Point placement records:
┄┄┄┄┄┄
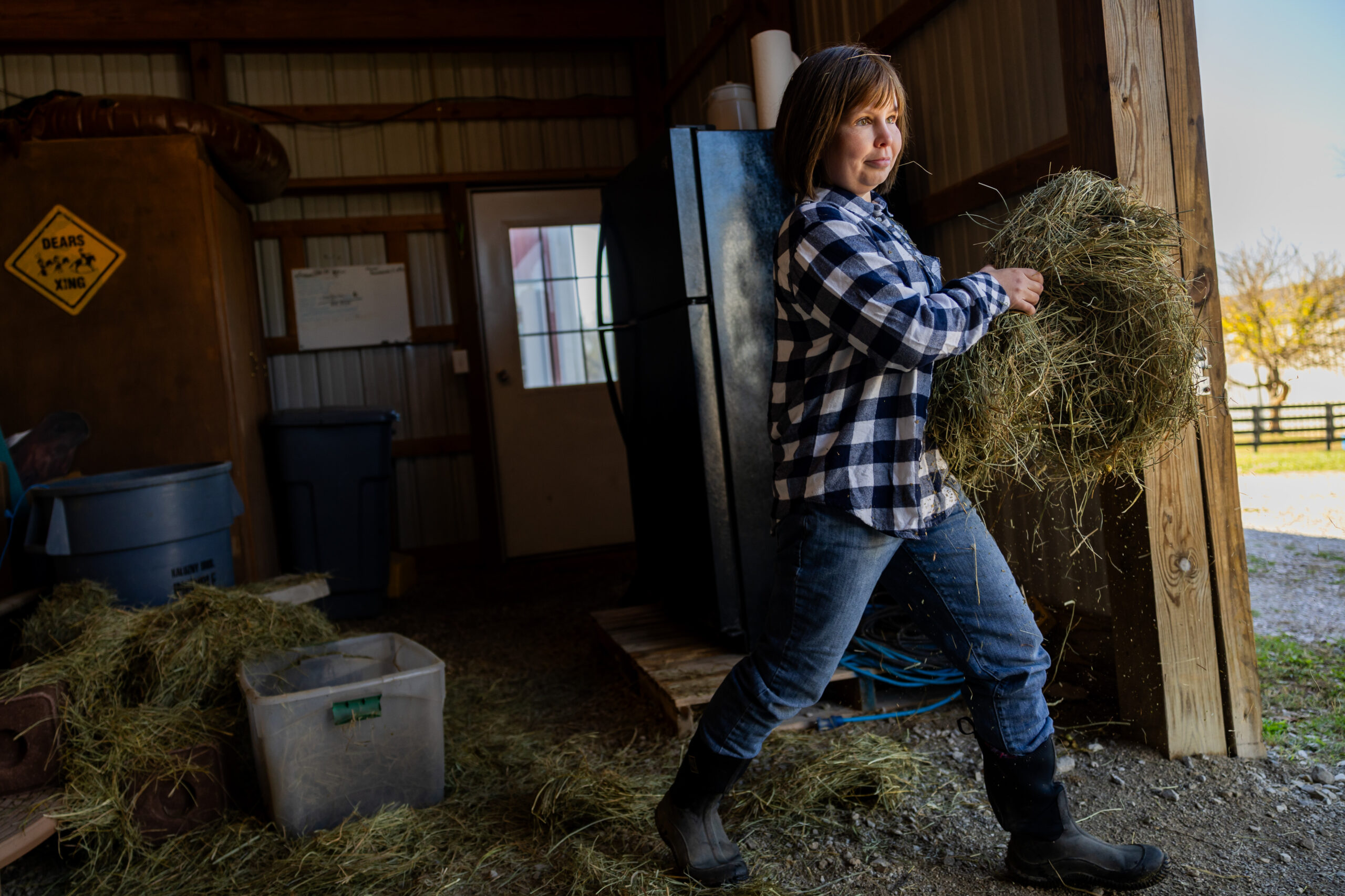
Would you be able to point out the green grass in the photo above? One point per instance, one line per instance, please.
(1303, 696)
(1290, 459)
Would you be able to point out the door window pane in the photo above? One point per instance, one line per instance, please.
(557, 295)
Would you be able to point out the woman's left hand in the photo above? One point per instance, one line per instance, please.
(1022, 284)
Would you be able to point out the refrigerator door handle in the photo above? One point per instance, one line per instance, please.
(689, 213)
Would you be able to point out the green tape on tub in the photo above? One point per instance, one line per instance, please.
(357, 710)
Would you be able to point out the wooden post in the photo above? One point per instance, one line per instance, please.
(469, 330)
(1219, 465)
(208, 72)
(1166, 654)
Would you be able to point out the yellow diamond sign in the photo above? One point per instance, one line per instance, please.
(65, 260)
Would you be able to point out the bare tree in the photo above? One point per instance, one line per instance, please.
(1284, 311)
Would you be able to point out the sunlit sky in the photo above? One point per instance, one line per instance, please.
(1273, 78)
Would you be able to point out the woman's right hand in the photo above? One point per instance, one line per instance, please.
(1022, 284)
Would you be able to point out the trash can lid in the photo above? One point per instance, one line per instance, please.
(333, 416)
(127, 480)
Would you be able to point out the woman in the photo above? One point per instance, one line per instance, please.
(863, 494)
┄┄┄┄┄┄
**Exercise**. Rewrite all of the data above as a numbered list with the pictures and any blank lines left out.

**Finished exercise**.
1. Would you be able to point out the green grass in the photo above? One point per instance, one line per instance, please.
2. (1303, 696)
3. (1290, 459)
4. Would you be able to point out the door window pane in the photo above? One point per instance, one line per instance, please.
5. (557, 295)
6. Would you be able to point out the woman's left hand in the photo above? One point per instance, one line per instance, please.
7. (1022, 284)
8. Would you be able to point out the refrigerator door handle in the photo above? One point per instance, one line per instance, please.
9. (689, 213)
10. Would you be able to point out the green tape on tub in the photo above? One point per instance, one line per instance, please.
11. (357, 710)
12. Would you be able to point out the wooden post in the photo above? One point per instance, one line per instance, please.
13. (469, 330)
14. (1219, 465)
15. (208, 72)
16. (1166, 654)
17. Would you be able to point out the yellow diamond sign in the photo above? One point per instance, one line per instance, please.
18. (65, 260)
19. Would you be able to point out the bare tree in the photo above? One point per instance, one line per instance, please.
20. (1284, 311)
21. Would you be able to point out the sunlit sky in the photo above? One point per instance, one line per instance, please.
22. (1273, 78)
23. Would you be able to point out the woman's right hand in the photo above? One point per instance, one line per instance, please.
24. (1022, 284)
25. Would you be able to point out the trash can lid in the photo above? One point per instance, one line per instance, please.
26. (333, 416)
27. (127, 480)
28. Would you be able to point out the woman in the photo above? One point per instance, one line per instance, please.
29. (863, 494)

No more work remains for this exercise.